Instructions to follow: Locate every line in the rows below that contains the string "green", treating uppercase and lowercase as different, and copy each of those lines.

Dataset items
========================================

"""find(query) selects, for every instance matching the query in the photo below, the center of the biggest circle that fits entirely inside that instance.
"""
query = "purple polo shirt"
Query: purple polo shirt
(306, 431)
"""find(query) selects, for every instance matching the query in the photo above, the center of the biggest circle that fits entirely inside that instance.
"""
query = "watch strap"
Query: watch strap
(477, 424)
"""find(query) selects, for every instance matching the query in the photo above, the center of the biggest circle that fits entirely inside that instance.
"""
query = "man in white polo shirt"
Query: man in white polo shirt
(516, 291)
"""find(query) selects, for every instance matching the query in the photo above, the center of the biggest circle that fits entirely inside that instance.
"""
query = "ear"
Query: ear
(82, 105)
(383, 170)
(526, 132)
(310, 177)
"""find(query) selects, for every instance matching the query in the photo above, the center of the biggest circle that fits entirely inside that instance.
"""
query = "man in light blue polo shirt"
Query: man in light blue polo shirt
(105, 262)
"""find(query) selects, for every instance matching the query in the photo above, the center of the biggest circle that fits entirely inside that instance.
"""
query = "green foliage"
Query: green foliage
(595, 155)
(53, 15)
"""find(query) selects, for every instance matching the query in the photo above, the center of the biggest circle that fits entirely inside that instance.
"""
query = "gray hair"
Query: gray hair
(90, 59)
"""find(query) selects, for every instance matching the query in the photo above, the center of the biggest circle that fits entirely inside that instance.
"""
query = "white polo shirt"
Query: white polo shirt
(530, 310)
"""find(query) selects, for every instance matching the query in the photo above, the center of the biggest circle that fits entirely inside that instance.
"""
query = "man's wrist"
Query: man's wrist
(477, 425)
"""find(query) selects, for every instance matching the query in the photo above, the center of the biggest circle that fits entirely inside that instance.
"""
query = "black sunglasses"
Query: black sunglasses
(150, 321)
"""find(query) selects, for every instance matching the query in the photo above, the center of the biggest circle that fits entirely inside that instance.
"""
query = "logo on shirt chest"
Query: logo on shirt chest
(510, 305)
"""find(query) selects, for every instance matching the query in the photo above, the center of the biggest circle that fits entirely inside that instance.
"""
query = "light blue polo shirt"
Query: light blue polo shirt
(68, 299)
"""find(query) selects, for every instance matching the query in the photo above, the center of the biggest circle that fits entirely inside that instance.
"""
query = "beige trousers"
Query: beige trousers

========================================

Exercise output:
query = "green foliage"
Query: green foliage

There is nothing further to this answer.